-- Point placement data --

+++++

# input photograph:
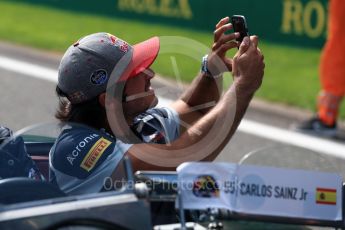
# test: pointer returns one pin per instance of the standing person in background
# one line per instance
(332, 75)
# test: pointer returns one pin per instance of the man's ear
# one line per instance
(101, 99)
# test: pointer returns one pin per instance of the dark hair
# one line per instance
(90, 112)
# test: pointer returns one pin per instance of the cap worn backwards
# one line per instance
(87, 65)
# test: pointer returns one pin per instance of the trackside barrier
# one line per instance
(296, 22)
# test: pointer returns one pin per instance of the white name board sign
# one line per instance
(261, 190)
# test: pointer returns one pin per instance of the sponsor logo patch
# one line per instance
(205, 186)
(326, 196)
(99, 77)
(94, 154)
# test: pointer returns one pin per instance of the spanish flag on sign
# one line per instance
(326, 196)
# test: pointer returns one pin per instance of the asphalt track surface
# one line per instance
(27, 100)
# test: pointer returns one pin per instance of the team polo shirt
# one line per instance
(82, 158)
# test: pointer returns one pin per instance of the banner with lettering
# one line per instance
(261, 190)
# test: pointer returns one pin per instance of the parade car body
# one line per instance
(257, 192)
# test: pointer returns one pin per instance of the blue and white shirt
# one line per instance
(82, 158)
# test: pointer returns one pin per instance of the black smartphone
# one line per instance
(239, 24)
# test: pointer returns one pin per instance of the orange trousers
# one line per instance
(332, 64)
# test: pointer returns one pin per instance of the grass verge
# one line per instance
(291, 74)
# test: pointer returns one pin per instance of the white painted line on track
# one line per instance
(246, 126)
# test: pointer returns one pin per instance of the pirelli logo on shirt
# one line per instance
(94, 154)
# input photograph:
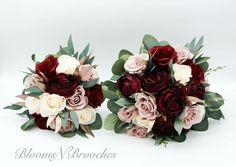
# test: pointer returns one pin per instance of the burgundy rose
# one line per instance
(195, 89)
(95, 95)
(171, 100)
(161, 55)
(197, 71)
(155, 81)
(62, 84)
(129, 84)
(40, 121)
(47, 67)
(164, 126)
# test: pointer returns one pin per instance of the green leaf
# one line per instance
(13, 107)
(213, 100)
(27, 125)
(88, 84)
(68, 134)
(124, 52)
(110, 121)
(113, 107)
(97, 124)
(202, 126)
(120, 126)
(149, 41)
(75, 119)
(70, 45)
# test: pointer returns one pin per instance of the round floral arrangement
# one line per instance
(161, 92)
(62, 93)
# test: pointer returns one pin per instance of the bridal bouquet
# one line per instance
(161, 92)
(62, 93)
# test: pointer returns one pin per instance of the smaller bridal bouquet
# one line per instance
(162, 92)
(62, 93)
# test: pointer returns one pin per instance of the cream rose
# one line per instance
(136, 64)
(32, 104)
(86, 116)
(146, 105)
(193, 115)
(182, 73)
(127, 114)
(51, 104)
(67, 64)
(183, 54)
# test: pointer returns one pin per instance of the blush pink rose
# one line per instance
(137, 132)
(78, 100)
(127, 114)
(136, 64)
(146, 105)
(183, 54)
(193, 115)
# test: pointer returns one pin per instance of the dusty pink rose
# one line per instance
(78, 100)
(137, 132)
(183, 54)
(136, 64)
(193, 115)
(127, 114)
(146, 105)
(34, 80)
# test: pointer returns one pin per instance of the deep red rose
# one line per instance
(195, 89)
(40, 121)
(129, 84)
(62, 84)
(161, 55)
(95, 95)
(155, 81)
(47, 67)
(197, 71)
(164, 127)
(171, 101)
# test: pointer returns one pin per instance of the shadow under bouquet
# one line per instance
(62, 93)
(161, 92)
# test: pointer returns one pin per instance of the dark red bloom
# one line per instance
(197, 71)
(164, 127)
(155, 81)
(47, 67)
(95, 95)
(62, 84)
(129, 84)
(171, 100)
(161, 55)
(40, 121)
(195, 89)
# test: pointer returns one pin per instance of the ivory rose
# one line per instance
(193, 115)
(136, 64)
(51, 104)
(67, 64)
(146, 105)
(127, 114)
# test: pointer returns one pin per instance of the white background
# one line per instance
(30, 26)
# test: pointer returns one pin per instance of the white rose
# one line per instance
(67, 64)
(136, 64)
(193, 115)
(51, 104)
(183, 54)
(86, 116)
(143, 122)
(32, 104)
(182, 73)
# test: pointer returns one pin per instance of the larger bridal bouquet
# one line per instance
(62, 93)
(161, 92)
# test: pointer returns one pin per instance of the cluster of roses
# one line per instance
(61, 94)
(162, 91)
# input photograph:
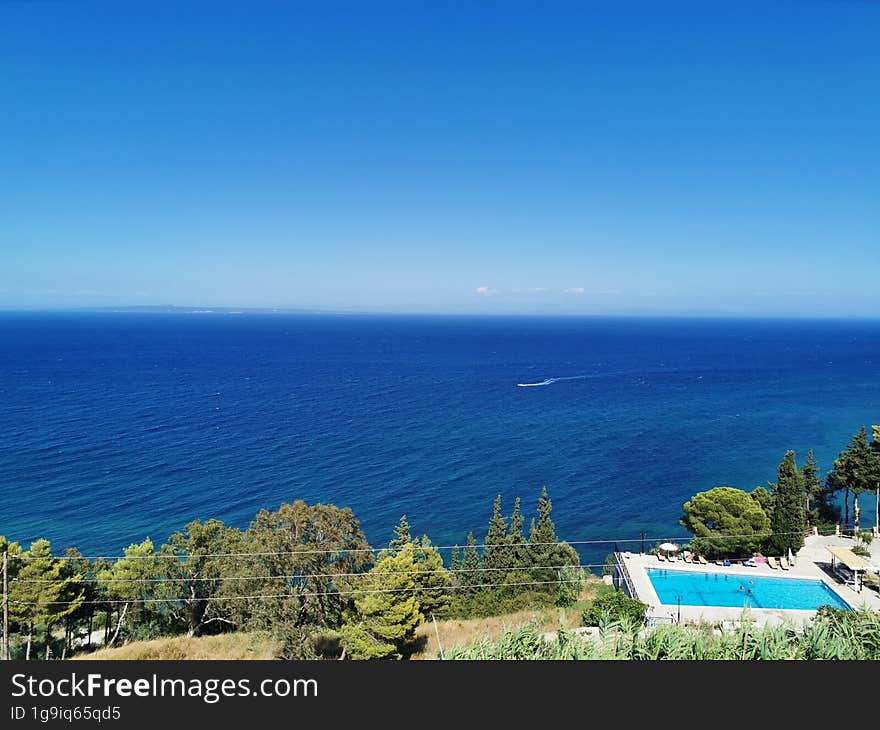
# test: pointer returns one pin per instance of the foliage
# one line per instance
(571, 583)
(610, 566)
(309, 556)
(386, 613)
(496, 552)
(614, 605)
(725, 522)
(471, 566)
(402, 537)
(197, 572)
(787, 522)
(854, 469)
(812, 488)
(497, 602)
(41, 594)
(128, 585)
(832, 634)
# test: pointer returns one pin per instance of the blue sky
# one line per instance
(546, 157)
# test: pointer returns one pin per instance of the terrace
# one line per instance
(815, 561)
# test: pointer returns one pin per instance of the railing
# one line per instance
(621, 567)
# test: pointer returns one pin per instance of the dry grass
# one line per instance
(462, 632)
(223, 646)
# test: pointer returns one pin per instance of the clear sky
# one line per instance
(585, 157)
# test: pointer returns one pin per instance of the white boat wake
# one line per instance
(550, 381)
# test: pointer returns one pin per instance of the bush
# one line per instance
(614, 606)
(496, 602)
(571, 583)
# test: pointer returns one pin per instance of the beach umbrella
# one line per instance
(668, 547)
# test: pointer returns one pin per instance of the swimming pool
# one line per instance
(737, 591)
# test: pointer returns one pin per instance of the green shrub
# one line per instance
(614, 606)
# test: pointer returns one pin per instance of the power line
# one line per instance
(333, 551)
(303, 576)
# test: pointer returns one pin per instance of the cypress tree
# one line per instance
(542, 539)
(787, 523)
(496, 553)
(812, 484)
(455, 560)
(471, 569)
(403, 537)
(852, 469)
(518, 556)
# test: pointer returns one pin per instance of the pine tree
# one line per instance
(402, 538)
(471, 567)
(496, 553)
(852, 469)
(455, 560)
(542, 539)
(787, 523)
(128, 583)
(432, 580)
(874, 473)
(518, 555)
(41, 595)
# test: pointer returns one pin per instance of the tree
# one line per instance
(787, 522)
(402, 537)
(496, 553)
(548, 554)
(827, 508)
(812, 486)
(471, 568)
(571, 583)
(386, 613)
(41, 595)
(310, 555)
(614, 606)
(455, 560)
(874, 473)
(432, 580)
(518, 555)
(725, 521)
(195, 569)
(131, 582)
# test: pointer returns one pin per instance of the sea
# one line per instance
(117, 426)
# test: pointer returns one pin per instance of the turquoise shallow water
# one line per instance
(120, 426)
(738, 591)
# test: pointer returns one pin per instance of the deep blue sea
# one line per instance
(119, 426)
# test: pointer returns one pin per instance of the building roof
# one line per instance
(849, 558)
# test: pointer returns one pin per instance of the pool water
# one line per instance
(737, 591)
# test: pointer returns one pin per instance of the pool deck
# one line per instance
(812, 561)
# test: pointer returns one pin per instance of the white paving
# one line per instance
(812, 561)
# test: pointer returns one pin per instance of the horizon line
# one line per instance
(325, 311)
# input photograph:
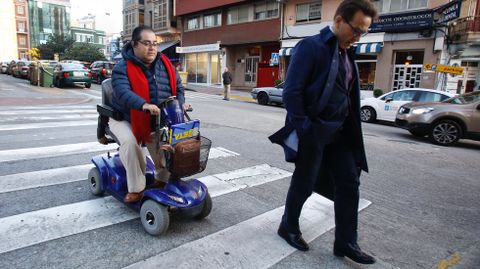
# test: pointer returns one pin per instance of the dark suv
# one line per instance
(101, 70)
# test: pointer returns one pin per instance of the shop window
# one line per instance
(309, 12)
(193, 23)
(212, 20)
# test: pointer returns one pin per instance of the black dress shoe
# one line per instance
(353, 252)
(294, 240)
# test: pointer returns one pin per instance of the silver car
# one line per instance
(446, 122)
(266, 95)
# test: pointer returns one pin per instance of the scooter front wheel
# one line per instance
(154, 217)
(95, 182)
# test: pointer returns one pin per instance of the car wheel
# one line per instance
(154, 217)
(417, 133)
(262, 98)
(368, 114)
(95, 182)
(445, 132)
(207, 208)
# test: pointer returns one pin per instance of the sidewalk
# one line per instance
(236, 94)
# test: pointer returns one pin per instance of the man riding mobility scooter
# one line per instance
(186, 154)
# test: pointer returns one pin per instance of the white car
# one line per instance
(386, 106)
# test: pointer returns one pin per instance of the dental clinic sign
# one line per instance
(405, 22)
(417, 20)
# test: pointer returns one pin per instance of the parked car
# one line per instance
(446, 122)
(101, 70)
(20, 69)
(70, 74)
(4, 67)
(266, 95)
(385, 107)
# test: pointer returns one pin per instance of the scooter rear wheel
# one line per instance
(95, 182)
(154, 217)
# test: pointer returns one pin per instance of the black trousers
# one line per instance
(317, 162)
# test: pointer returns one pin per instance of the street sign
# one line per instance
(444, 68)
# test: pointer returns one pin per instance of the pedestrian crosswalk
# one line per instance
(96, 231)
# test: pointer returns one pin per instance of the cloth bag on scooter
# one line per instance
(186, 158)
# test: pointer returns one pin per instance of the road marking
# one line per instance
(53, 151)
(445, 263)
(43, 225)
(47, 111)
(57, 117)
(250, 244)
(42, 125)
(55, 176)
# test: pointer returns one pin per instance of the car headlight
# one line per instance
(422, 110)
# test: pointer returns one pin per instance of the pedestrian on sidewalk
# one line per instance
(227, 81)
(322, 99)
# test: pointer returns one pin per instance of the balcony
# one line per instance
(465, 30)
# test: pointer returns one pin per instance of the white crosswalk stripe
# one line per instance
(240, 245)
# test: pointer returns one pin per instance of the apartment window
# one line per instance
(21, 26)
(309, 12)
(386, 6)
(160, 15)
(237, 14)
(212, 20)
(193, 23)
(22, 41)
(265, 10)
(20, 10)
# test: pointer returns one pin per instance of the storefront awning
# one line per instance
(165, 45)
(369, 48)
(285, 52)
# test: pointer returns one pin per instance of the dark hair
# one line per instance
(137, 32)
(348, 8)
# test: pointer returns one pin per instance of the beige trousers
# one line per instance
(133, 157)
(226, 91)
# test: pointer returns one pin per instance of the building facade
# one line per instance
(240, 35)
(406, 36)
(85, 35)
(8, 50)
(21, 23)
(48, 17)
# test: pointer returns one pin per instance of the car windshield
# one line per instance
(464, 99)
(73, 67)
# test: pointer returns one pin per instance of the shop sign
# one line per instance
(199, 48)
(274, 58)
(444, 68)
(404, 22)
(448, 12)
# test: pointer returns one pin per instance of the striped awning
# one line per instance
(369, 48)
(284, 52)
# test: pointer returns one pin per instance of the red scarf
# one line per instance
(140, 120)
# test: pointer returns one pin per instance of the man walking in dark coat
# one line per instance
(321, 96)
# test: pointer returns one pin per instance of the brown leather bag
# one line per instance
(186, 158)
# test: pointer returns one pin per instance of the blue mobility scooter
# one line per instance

+++++

-- Directions for this task --
Can you write out, unchanged, the part of the data that opens with the line containing "the shop sign" and runs through the end of the data, with both ends included?

-- Response to this exercise --
# test: pointer returns one pin per instance of the shop sign
# one line per instance
(199, 48)
(274, 58)
(444, 68)
(404, 22)
(448, 12)
# test: pointer returns one pin per instance of the striped awning
# one line per instance
(369, 48)
(284, 52)
# test: pointer returns one pin per instance of the red scarf
# one line per instance
(140, 120)
# test: pointer returns one pin per instance of the man walking in dark coat
# one line per instance
(321, 96)
# test: pointer returns one pin per instance of the brown leather bag
# one line per instance
(186, 158)
# test: pointer returns one pin per instance of the blue mobility scooter
# one line per instance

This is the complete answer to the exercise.